Aim of the exercise ::
Decide whether each statement agrees with the text below on gastric ulcers in horses. Answer yes or no for each, quoting the text's deciding words. (a) Horses secrete hydrochloric acid into their stomachs only when food is present. (b) Gastroscopy is currently the only definitive way to diagnose gastric ulcers. (c) The endoscope used in gastroscopy is 1m long.

Text section ::
-=-=-

Gastroscopy allows viewing of the oesophagus, stomach and proximal duodenum using a long (3m) endoscope. Ulcers are graded on a scale of 0 to 4:
Clinical signs of gastric ulceration include:
- Poor appetite or a failure to eat up concentrate feed
- Low grade colic
- Loss of body condition
- Dull coat
- Occasionally crib biting
Clinical signs can help suggest the presence of gastric ulcers but currently the only definitive means of diagnosis is by gastroscopy.
Gastric ulcers are caused by an imbalance between aggressive and protective factors within the stomach. They result may be from the mis-management of horses usually under intensive management. Horses have evolved as ‘grazers’, to allow a constant flow of food through their digestive tract. They continually secrete hydrochloric acid into their stomachs, even in the absence of food. Food deprivation leaves the acid in the stomach un-buffered, and therefore the acid attacks the stomach lining. Transport, intense exercise and other forms of stress, which can increase acid secretion can further exacerbate this.

-=-=-

Provided records ::
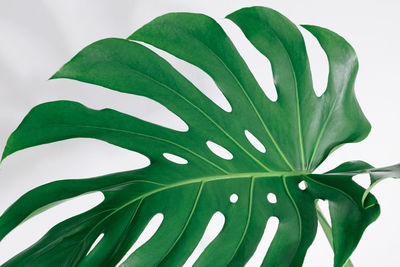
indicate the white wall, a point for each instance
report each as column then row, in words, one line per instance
column 37, row 37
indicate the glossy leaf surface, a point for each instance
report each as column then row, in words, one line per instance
column 299, row 130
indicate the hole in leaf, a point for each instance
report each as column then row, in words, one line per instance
column 271, row 197
column 303, row 185
column 95, row 242
column 219, row 150
column 269, row 232
column 214, row 227
column 233, row 198
column 258, row 64
column 23, row 236
column 148, row 232
column 254, row 141
column 362, row 180
column 197, row 76
column 324, row 207
column 318, row 62
column 174, row 158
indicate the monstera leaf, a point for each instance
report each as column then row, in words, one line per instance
column 298, row 130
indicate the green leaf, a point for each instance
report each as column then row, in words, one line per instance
column 299, row 130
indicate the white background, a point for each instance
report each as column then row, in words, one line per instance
column 37, row 37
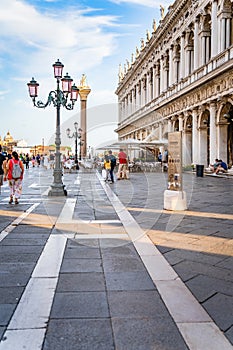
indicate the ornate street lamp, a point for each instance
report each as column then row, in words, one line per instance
column 58, row 98
column 77, row 135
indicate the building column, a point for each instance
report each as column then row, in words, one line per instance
column 214, row 29
column 213, row 132
column 161, row 75
column 195, row 143
column 83, row 93
column 196, row 44
column 228, row 32
column 171, row 68
column 203, row 46
column 181, row 122
column 182, row 57
column 169, row 125
column 157, row 80
column 148, row 87
column 223, row 34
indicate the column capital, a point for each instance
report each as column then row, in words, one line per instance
column 83, row 93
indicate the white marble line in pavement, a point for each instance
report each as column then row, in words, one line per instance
column 195, row 325
column 27, row 327
column 17, row 221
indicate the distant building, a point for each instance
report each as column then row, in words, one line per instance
column 8, row 142
column 181, row 79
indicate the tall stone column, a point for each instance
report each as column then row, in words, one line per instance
column 195, row 143
column 171, row 66
column 214, row 29
column 182, row 57
column 223, row 34
column 196, row 44
column 228, row 32
column 84, row 91
column 213, row 133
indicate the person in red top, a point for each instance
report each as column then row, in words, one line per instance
column 123, row 172
column 15, row 183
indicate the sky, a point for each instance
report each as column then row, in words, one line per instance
column 89, row 37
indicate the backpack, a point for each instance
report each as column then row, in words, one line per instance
column 16, row 170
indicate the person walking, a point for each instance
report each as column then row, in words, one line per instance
column 2, row 159
column 14, row 175
column 27, row 160
column 123, row 172
column 113, row 164
column 107, row 167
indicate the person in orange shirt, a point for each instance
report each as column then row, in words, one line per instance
column 123, row 172
column 14, row 177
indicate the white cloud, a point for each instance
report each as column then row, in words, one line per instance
column 148, row 3
column 73, row 35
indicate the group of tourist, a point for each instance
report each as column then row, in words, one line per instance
column 110, row 162
column 12, row 169
column 218, row 166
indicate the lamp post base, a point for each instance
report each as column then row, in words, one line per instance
column 57, row 190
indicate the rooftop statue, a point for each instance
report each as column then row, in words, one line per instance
column 83, row 81
column 162, row 11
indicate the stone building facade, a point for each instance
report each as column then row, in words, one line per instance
column 181, row 79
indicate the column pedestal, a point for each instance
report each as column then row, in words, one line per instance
column 175, row 200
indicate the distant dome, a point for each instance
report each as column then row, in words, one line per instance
column 8, row 137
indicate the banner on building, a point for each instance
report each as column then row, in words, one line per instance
column 175, row 161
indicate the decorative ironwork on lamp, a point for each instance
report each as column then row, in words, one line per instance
column 65, row 97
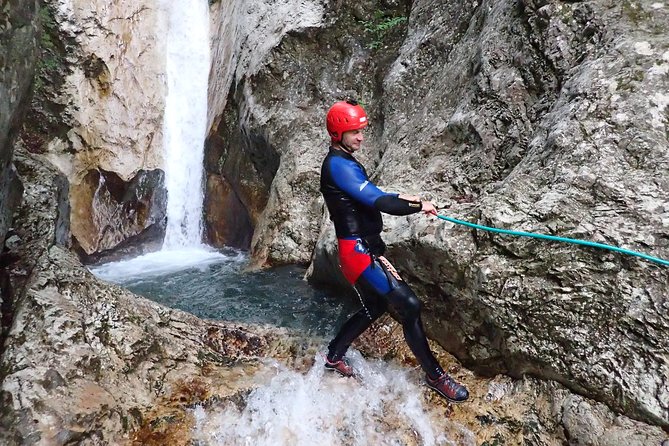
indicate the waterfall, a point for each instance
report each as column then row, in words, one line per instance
column 184, row 128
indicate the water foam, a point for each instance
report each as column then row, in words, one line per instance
column 384, row 406
column 185, row 122
column 162, row 263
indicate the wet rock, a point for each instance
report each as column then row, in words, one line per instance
column 544, row 117
column 18, row 43
column 96, row 115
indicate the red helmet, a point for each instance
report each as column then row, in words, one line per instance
column 344, row 116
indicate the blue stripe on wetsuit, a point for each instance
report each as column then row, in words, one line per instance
column 349, row 177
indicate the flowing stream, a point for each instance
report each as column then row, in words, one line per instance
column 185, row 122
column 286, row 407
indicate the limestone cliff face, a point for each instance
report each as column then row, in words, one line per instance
column 18, row 40
column 18, row 55
column 539, row 116
column 292, row 61
column 97, row 115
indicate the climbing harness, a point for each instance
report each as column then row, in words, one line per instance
column 557, row 239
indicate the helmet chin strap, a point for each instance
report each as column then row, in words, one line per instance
column 344, row 147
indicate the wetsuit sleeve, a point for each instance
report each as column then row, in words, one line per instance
column 350, row 178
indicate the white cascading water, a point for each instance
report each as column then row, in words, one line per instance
column 184, row 128
column 384, row 406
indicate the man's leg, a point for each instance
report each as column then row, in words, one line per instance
column 373, row 306
column 407, row 306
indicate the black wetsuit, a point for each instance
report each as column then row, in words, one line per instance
column 355, row 206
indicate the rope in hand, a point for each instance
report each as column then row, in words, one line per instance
column 557, row 239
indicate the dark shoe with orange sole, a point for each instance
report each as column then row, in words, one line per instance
column 342, row 367
column 448, row 388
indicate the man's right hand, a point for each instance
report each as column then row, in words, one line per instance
column 428, row 208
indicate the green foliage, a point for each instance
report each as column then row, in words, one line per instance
column 379, row 26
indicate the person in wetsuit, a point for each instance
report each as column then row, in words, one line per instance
column 355, row 205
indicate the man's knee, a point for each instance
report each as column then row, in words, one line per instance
column 404, row 302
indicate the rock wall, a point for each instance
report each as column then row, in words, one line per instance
column 97, row 116
column 539, row 116
column 18, row 40
column 291, row 62
column 18, row 54
column 87, row 362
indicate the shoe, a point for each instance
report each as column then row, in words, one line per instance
column 342, row 367
column 448, row 388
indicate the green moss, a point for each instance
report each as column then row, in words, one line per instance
column 379, row 26
column 635, row 12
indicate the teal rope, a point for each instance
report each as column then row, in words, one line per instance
column 557, row 239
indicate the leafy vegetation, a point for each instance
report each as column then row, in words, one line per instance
column 379, row 26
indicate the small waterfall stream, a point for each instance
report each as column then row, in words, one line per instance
column 287, row 407
column 184, row 127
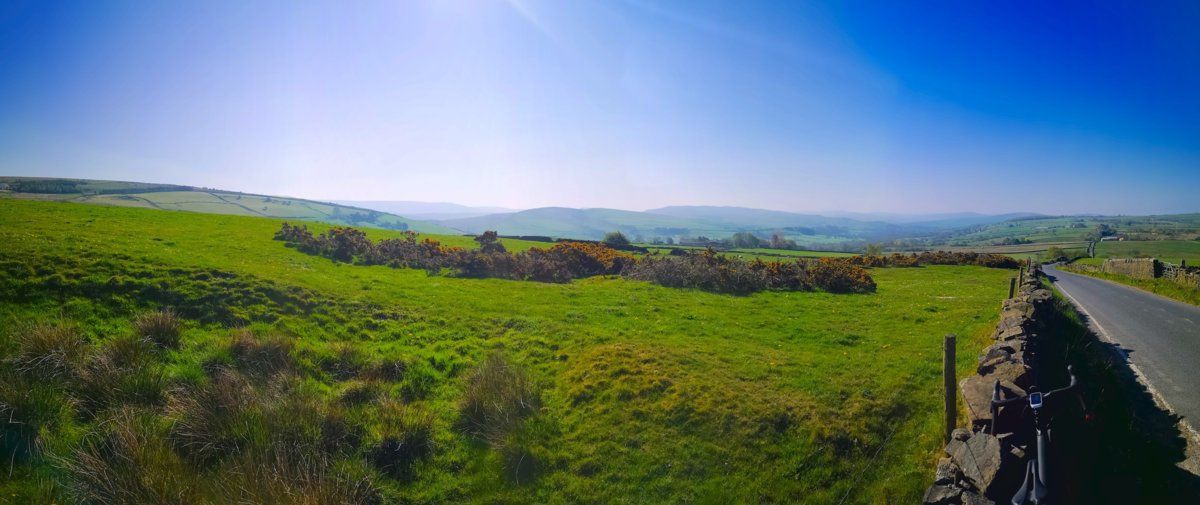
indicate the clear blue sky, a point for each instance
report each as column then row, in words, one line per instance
column 915, row 107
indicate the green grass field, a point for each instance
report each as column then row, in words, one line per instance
column 649, row 394
column 1170, row 251
column 1075, row 229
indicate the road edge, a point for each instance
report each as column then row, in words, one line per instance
column 1192, row 461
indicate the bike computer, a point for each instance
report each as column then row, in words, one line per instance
column 1036, row 400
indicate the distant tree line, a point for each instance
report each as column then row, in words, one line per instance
column 563, row 262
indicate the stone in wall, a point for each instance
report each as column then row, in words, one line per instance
column 1139, row 268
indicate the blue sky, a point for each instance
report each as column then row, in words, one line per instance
column 852, row 106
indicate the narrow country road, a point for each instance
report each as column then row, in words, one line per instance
column 1161, row 335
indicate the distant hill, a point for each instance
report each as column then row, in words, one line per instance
column 187, row 198
column 947, row 220
column 582, row 223
column 426, row 210
column 714, row 222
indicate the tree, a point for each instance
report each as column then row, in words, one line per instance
column 490, row 242
column 778, row 241
column 616, row 240
column 745, row 240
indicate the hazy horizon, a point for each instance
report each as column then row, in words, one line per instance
column 628, row 104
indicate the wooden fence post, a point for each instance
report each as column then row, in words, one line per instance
column 951, row 385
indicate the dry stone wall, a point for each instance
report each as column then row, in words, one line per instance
column 982, row 466
column 1138, row 268
column 1187, row 276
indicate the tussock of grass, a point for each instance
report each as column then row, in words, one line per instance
column 28, row 410
column 162, row 328
column 406, row 437
column 120, row 372
column 209, row 421
column 261, row 356
column 129, row 462
column 49, row 352
column 497, row 400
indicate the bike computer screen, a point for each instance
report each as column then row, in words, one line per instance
column 1036, row 400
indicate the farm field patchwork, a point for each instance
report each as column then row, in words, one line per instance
column 1170, row 251
column 648, row 394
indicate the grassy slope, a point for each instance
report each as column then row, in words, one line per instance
column 1060, row 229
column 1169, row 251
column 214, row 202
column 652, row 394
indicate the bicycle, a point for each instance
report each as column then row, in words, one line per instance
column 1035, row 488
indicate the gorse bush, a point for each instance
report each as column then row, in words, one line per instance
column 936, row 258
column 498, row 397
column 569, row 260
column 559, row 263
column 713, row 272
column 835, row 275
column 159, row 326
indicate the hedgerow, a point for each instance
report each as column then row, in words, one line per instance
column 569, row 260
column 936, row 258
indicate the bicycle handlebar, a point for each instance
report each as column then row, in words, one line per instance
column 997, row 402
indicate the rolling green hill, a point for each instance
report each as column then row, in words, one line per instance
column 1170, row 251
column 186, row 198
column 676, row 222
column 295, row 376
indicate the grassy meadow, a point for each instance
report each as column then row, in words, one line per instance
column 1170, row 251
column 645, row 394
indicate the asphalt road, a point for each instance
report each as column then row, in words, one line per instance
column 1161, row 335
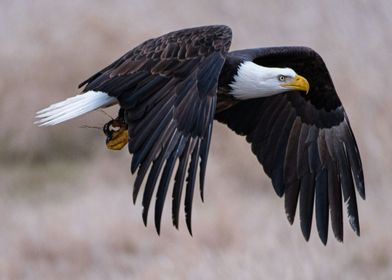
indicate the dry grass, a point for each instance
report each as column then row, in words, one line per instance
column 65, row 201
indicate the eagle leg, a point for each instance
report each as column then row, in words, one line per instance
column 116, row 132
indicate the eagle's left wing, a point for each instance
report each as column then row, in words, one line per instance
column 167, row 88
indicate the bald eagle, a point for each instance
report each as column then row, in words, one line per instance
column 282, row 99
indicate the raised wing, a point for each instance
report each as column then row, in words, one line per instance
column 304, row 142
column 167, row 88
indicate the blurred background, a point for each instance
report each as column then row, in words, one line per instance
column 65, row 201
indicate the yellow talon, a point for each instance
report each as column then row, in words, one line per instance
column 117, row 134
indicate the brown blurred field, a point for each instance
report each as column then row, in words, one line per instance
column 65, row 201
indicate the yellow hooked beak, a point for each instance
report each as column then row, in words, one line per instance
column 298, row 83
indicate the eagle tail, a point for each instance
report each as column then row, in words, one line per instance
column 73, row 107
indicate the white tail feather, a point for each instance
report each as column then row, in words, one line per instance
column 73, row 107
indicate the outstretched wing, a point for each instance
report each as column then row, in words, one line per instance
column 167, row 88
column 304, row 142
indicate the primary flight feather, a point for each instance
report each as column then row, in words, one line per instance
column 171, row 88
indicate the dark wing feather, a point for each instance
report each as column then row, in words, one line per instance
column 304, row 142
column 167, row 87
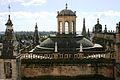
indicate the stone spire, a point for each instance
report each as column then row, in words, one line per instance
column 9, row 43
column 36, row 36
column 105, row 29
column 84, row 29
column 66, row 6
column 88, row 34
column 56, row 50
column 97, row 20
column 81, row 47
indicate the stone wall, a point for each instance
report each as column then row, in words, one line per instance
column 67, row 70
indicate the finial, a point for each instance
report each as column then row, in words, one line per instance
column 84, row 20
column 97, row 20
column 66, row 5
column 9, row 7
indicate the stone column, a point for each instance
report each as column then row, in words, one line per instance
column 63, row 26
column 14, row 69
column 74, row 25
column 2, row 76
column 70, row 25
column 58, row 26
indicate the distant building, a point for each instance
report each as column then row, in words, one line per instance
column 66, row 55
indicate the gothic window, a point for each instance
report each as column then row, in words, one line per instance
column 60, row 27
column 66, row 28
column 8, row 70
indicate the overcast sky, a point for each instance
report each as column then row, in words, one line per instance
column 25, row 13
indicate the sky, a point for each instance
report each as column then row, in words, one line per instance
column 25, row 13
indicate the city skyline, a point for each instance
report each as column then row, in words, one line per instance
column 25, row 13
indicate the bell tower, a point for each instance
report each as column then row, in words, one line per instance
column 66, row 20
column 8, row 62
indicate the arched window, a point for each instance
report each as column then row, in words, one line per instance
column 60, row 27
column 66, row 28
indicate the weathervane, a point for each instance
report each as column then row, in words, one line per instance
column 66, row 5
column 9, row 8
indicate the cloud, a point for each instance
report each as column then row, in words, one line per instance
column 22, row 19
column 33, row 2
column 24, row 2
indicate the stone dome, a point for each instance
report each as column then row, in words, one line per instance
column 67, row 12
column 66, row 43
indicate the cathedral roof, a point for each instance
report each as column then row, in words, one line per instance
column 66, row 43
column 66, row 12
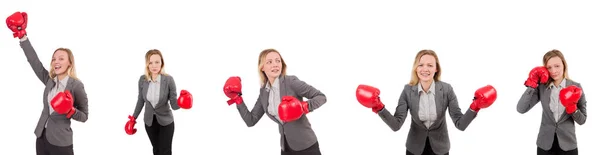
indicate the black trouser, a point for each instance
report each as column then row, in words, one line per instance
column 43, row 147
column 161, row 137
column 556, row 150
column 427, row 150
column 312, row 150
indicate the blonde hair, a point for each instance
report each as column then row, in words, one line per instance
column 262, row 57
column 149, row 54
column 71, row 70
column 556, row 53
column 414, row 79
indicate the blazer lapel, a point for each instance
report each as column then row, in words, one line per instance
column 414, row 104
column 564, row 114
column 49, row 85
column 163, row 90
column 440, row 104
column 439, row 99
column 145, row 90
column 545, row 95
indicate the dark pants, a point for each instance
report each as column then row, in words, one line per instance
column 312, row 150
column 427, row 150
column 556, row 150
column 43, row 147
column 161, row 137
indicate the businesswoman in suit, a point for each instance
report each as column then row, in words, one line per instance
column 427, row 98
column 563, row 104
column 64, row 96
column 158, row 92
column 281, row 98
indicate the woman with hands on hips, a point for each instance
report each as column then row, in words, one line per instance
column 158, row 93
column 281, row 98
column 427, row 98
column 64, row 96
column 563, row 104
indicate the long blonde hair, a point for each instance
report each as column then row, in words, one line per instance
column 556, row 53
column 147, row 72
column 71, row 70
column 414, row 79
column 262, row 57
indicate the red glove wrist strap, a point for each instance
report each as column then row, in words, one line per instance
column 71, row 112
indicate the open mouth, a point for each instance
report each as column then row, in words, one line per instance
column 275, row 70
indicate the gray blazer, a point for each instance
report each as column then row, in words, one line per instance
column 168, row 94
column 58, row 129
column 438, row 132
column 565, row 128
column 299, row 134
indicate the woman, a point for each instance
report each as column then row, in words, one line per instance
column 157, row 91
column 64, row 96
column 563, row 104
column 427, row 98
column 281, row 98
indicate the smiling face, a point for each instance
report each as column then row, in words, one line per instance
column 426, row 68
column 272, row 65
column 155, row 64
column 60, row 62
column 556, row 68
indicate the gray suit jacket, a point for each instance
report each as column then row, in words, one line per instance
column 438, row 132
column 564, row 128
column 168, row 96
column 58, row 130
column 299, row 134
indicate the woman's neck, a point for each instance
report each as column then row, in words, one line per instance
column 426, row 84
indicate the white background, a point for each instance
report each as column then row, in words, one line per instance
column 333, row 45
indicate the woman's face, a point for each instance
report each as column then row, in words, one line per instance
column 155, row 64
column 556, row 68
column 272, row 65
column 60, row 62
column 426, row 68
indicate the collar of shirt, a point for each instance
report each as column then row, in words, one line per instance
column 562, row 84
column 275, row 85
column 156, row 80
column 62, row 82
column 431, row 88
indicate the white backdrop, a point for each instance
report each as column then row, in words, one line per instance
column 333, row 45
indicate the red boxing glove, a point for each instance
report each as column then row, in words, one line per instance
column 368, row 96
column 569, row 97
column 484, row 97
column 538, row 75
column 291, row 109
column 17, row 23
column 185, row 99
column 130, row 126
column 62, row 103
column 233, row 90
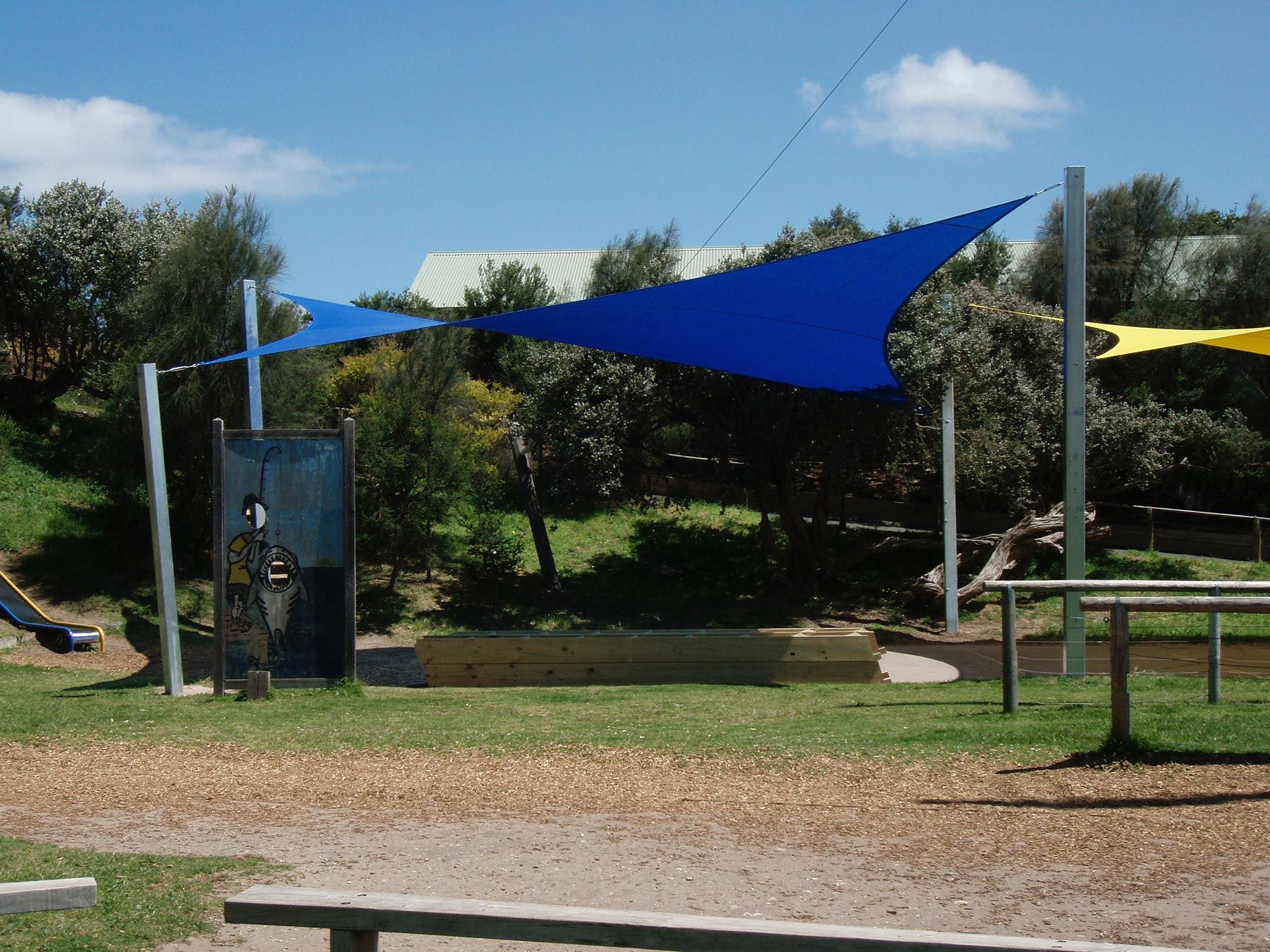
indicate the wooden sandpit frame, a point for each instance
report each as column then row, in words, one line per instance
column 651, row 657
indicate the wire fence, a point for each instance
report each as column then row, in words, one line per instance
column 1185, row 654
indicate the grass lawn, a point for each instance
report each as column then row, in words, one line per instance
column 1057, row 719
column 143, row 901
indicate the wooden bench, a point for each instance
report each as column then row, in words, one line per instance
column 356, row 920
column 46, row 895
column 655, row 657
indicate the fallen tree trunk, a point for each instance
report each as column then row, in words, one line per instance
column 1012, row 550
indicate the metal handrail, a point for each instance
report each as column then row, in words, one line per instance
column 1009, row 620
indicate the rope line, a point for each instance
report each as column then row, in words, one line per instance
column 808, row 122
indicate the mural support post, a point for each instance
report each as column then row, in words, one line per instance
column 254, row 412
column 1073, row 415
column 160, row 531
column 948, row 431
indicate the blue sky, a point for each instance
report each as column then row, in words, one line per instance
column 376, row 133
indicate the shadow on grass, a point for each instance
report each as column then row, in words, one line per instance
column 676, row 574
column 673, row 575
column 143, row 635
column 1105, row 803
column 1118, row 565
column 1111, row 753
column 95, row 554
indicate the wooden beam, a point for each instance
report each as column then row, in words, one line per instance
column 522, row 922
column 44, row 895
column 1123, row 585
column 1181, row 603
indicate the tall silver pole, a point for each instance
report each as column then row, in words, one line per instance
column 952, row 609
column 160, row 531
column 1073, row 415
column 255, row 415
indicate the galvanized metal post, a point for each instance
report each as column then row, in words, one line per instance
column 254, row 412
column 160, row 531
column 1009, row 653
column 1073, row 415
column 948, row 466
column 1214, row 653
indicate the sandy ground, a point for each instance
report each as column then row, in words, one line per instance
column 1174, row 856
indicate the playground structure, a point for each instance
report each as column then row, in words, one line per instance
column 20, row 611
column 692, row 657
column 356, row 920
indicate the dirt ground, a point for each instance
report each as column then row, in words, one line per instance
column 1174, row 856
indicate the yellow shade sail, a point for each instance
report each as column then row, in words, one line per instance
column 1136, row 341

-=-=-

Response ::
(a) No: "They continually secrete hydrochloric acid into their stomachs, even in the absence of food."
(b) Yes: "currently the only definitive means of diagnosis is by gastroscopy."
(c) No: "using a long (3m) endoscope"